What you have to do = Give the lines below, from the line with "Can you see the football glove" through the last line, as a JSON list of strings, one string per line, leaving out any blank lines.

Material to process =
◇ ◇ ◇ ◇ ◇ ◇ ◇

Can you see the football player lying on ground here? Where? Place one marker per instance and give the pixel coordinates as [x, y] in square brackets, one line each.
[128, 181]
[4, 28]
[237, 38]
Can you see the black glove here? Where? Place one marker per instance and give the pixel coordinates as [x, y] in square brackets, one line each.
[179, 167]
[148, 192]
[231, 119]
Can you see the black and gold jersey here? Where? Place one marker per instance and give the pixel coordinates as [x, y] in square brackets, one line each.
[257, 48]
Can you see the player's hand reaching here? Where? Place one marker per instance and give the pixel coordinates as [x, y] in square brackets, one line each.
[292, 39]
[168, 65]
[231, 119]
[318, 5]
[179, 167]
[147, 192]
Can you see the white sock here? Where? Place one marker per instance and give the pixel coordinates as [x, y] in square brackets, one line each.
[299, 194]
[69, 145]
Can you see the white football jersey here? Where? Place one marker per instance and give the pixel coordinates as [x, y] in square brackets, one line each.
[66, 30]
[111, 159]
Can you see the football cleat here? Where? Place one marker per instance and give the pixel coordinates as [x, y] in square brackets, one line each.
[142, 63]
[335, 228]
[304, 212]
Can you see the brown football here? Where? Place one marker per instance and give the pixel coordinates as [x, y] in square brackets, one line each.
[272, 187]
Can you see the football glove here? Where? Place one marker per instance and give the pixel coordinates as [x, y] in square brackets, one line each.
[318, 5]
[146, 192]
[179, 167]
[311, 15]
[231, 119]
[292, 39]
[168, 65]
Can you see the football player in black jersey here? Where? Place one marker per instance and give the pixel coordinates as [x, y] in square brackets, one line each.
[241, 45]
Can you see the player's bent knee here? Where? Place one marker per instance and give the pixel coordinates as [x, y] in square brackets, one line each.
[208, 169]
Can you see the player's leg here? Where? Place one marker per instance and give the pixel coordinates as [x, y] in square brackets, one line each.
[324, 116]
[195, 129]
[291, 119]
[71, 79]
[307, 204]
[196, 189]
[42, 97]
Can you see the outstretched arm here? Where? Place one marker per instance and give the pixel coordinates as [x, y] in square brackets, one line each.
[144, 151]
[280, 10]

◇ ◇ ◇ ◇ ◇ ◇ ◇

Exercise solution =
[
  "Can you see the football glove here? Where? Place one marker per instance and give the pixel coordinates as [x, y] in square brackets, one line each.",
  "[318, 5]",
  "[146, 192]",
  "[179, 167]",
  "[311, 15]",
  "[231, 119]",
  "[292, 39]",
  "[168, 65]",
  "Can you see the football player in black jersey here? Where? Place one marker per instance and give the pixel coordinates as [x, y] in square brackets, one line each.",
  "[241, 45]",
  "Can you see the player's bent knee here? Where? Place one marker per instance and give the pixel coordinates as [x, y] in square brackets, one line each.",
  "[208, 169]",
  "Can you see the player's leg here? Where? Place one marker per instance and give the pixel coordinates as [x, y] in square brackets, one line each.",
  "[324, 116]",
  "[195, 129]",
  "[291, 119]",
  "[71, 79]",
  "[307, 204]",
  "[196, 189]",
  "[42, 97]",
  "Can you see the outstretched arm here? Where? Place one marker per instance and give the pixel coordinates as [x, y] in square brackets, one line each.",
  "[144, 151]",
  "[280, 10]"
]